Opdrachten:
**A.** Noem alles wat in de preek tussen haakjes staat.
**B.** Zoek in de lijst elke regel met het woord "ceiling" en neem die regels over. Hoofdletters en kleine letters tellen mee.

2 mei Gasthuis Leviticus 21

2

Ds. Rinse Reeling Brouwer, Amsterdam

Uitleg in LATE leerdienst, Het Gasthuis te Amsterdam, zondagmiddag 2 mei 2010

Schriftlezingen: Leviticus 21:1-24 en Matteüs 21:10-16

Goede vriendinnen en vrienden,

De laatste hoofdstukken van het boek ‘En Hij riep’, Leviticus, gaan over de kracht van de heiliging: het hele leven, van de gemeenschap en van de enkeling, staat hier onder het beslag van een overweldigende vernieuwing. Maar in de christelijke omgang ermee plegen we nogal selectief te zijn. Het Jubeljaar, in de volgende Sidra (Behar) voorgeschreven als een instelling die heilig gehouden moet worden, is gedurende de laatste decennia opmerkelijk populair geworden: alle schuldslavernij hersteld, alle scheefgegroeide verhoudingen rechtgezet. Maar met de stof van een hoofdstuk als dat van vandaag zullen de meesten van ons heel wat meer moeite hebben. Hier gaat het erom, dat zij die hun dienst verrichten in het heiligdom, ‘heilig zullen zijn’ (Lev. 21:6) – en dan denken in elk geval protestanten als bij reflex aan de aparte heilige status van de priesterstand in de kerk van Rome, en daar waren we altijd al tegen en na de grote ontmaskering van de afgelopen tijd eens te meer: want als al dat seksueel misbruik al niet meteen in samenhang te brengen valt met de celibaatsverplichting voor een speciaal-heilige groep, dan toch in elk geval wel met de vanzelfsprekende machtspositie van de clerus, die blijkbaar zichzelf dekt zolang als maar mogelijk, en zich niet door de laos (het volk, de lekenstand) laat controleren. Er zijn wel wat verschillen tussen het Roomse systeem en de cohaniem (de cohens) in het Israël waar de Thora van spreekt, maar die lijken toch niet zo ingrijpend dat je nu opeens enthousiast zou gaan worden voor een verschijnsel dat je elders verfoeit.

Getoonde lijst:
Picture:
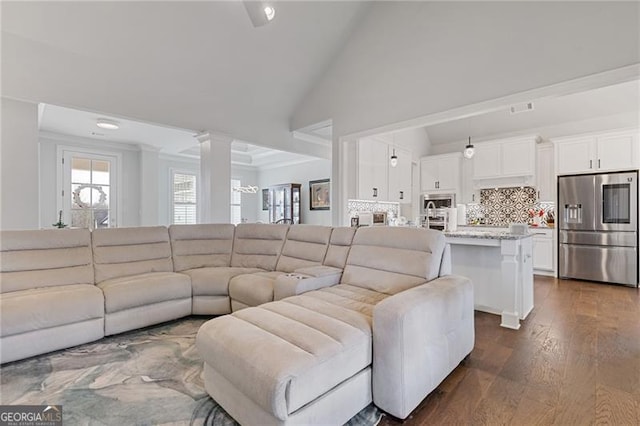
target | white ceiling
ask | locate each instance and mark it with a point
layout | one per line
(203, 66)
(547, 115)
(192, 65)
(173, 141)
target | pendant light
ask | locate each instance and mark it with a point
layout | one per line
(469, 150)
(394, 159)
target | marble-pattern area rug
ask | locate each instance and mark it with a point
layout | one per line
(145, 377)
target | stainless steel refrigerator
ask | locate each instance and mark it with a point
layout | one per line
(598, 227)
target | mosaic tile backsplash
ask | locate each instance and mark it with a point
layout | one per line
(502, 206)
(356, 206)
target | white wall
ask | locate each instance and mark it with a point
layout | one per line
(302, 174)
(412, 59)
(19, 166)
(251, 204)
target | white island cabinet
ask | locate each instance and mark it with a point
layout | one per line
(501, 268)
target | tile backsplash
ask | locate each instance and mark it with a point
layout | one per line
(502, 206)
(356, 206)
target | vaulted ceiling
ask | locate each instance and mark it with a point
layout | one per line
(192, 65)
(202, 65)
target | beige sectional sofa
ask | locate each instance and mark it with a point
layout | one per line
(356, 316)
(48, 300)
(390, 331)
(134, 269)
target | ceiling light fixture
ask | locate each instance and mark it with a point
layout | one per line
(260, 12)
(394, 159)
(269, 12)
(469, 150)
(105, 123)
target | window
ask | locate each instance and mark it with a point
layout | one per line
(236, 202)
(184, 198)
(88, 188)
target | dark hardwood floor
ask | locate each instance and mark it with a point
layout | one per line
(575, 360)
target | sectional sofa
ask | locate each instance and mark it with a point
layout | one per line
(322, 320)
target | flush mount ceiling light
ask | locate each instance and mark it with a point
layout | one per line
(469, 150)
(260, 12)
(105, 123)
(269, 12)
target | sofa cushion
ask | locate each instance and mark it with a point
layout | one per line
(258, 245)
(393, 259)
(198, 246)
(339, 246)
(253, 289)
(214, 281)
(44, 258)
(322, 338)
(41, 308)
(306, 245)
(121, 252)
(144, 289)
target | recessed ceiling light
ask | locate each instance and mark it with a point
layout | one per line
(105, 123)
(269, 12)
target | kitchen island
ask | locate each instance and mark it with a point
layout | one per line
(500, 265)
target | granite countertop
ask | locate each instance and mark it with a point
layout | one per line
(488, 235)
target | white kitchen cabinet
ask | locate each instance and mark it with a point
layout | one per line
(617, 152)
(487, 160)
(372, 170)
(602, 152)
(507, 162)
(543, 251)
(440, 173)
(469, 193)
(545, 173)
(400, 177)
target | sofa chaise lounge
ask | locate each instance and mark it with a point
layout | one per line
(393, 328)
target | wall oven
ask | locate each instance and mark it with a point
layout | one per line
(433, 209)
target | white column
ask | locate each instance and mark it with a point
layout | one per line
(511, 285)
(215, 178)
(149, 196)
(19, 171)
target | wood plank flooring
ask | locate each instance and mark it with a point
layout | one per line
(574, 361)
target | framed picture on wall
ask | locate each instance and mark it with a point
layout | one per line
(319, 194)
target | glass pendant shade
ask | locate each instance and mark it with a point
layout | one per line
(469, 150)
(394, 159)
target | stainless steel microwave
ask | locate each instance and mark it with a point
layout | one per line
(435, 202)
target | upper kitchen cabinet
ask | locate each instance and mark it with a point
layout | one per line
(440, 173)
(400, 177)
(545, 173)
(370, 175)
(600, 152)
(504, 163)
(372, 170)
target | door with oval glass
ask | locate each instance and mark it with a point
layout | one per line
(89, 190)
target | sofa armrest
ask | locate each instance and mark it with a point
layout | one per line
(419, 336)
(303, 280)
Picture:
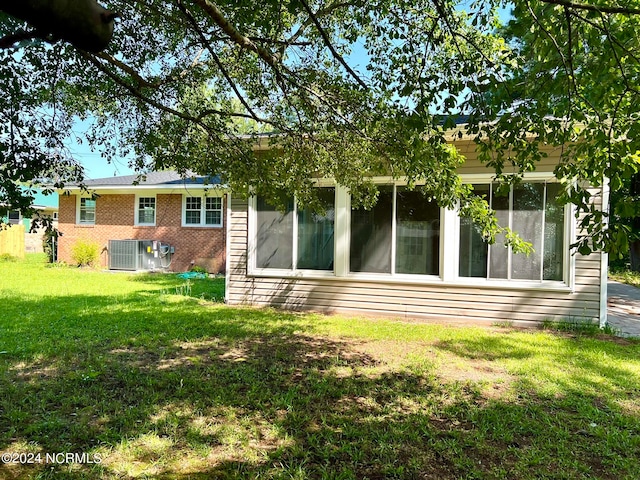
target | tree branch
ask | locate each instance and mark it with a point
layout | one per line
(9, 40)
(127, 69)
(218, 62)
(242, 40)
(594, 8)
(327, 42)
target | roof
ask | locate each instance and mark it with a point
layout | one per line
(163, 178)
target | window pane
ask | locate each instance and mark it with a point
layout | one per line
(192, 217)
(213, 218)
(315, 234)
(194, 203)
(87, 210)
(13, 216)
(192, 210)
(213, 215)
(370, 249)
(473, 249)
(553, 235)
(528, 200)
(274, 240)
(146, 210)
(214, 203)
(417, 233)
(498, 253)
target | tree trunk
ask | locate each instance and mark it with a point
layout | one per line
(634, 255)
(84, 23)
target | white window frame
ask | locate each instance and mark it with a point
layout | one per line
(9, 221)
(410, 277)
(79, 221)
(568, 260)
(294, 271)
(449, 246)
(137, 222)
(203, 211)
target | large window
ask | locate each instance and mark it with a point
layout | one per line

Uitgewerkte antwoorden:
**A.**
- Behar
- Lev. 21:6
- het volk, de lekenstand
- de cohens

**B.**
target | white ceiling
target | vaulted ceiling
target | ceiling light fixture
target | flush mount ceiling light
target | recessed ceiling light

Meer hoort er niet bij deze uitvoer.